Unidentified speaker, Analyst: I think that’s the risk-reward we’re trying to balance.
Wayne Thorsen, Chief Operating Officer, Sirius XM: Yeah. For sure. I’d say with, you know, as we’re setting up into a good, better, best price architecture, what often happens is people will come in ’cause they’re, by the way, no one ever sees, like, all three as an option.
Unidentified speaker, Analyst: Mm-hmm.
Wayne Thorsen, Chief Operating Officer, Sirius XM: Right? They’re coming in through one option or another. What ends up happening is predominantly, and I’ll use Play as an example, which was our lowest price tier.
Unidentified speaker, Analyst: Mm-hmm.
Wayne Thorsen, Chief Operating Officer, Sirius XM: This is going to help us, you know, work on a lot of these things because it’s not just about the new conversion. As you know, we also have a significant amount of unpublished discounts. So things like All Access, things like Play, these are gonna help us start to clean up some of these that are in these unpublished discounts. That also raises overall average ARPU and EBITDA for us.
Unidentified speaker, Analyst: Mm-hmm.
Wayne Thorsen, Chief Operating Officer, Sirius XM: Huge, huge project for us to be able to do. When people come in in these lower price tiers, they’re way, they’re much more likely to engage. We have much higher CTRs and performance when people see these lower price tiers. They come in and they’re like, "You know what? I actually do want play-by-play sports," right? "I do want, you know, some of the other, potential news channels," or, "I don’t want ads." This is why we see the vast majority of people come in on these lower price plans convert into higher.
Unidentified speaker, Analyst: Is that in general, you’d say you’re seeing more of the up trading than the down trading?
Wayne Thorsen, Chief Operating Officer, Sirius XM: Yes. When people are coming in for these, yes.
Unidentified speaker, Analyst: Yeah. Okay. Switching over to the digital side of the business, maybe first just a kinda general question. So, you know, Pandora is a relatively straightforward business to understand. A lot of the value that you’re creating in digital is not on the Pandora music side. It’s in sort of off-platform podcasting, a little bit more of like a, a B2B business maybe rather than a B2C.
Wayne Thorsen, Chief Operating Officer, Sirius XM: Mm-hmm.

· · · · · · ·

Print everything in the Sirius XM call transcript from "Unidentified speaker, Analyst: I think" down to "lowest price tier.", word for word.

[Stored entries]
· · · · · · ·

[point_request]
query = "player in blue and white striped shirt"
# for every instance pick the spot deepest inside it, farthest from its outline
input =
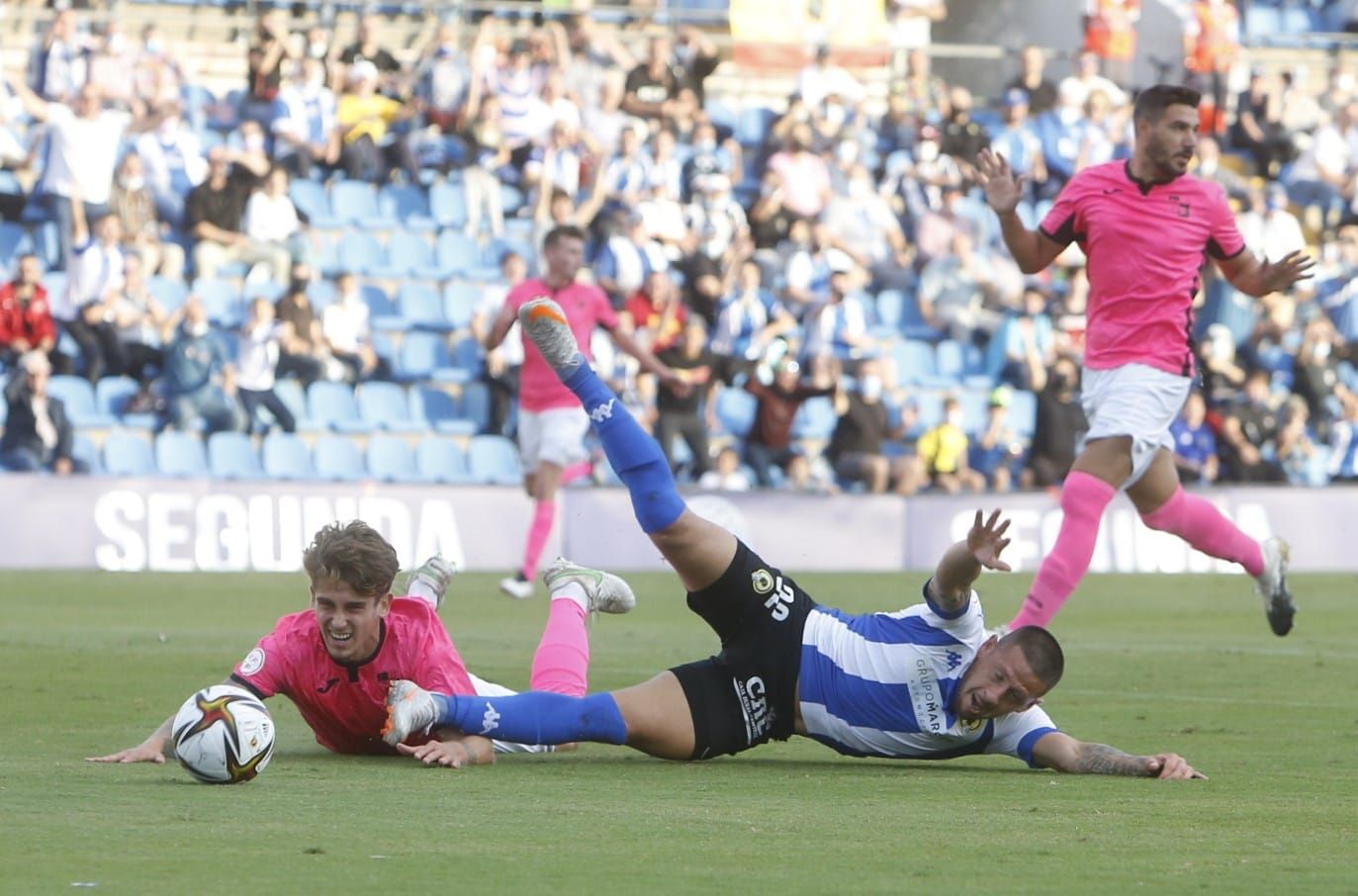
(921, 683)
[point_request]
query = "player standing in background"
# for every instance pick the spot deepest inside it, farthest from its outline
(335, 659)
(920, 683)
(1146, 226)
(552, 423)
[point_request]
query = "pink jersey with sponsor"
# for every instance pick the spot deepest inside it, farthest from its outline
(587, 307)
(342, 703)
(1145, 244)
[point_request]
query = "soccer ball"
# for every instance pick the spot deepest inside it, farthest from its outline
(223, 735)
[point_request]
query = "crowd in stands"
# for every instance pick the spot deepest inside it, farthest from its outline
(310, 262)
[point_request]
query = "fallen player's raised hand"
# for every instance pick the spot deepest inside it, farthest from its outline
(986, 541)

· · · · · · ·

COMPLETE OUTPUT -
Unidentified speaker, Analyst: I think that’s the risk-reward we’re trying to balance.
Wayne Thorsen, Chief Operating Officer, Sirius XM: Yeah. For sure. I’d say with, you know, as we’re setting up into a good, better, best price architecture, what often happens is people will come in ’cause they’re, by the way, no one ever sees, like, all three as an option.
Unidentified speaker, Analyst: Mm-hmm.
Wayne Thorsen, Chief Operating Officer, Sirius XM: Right? They’re coming in through one option or another. What ends up happening is predominantly, and I’ll use Play as an example, which was our lowest price tier.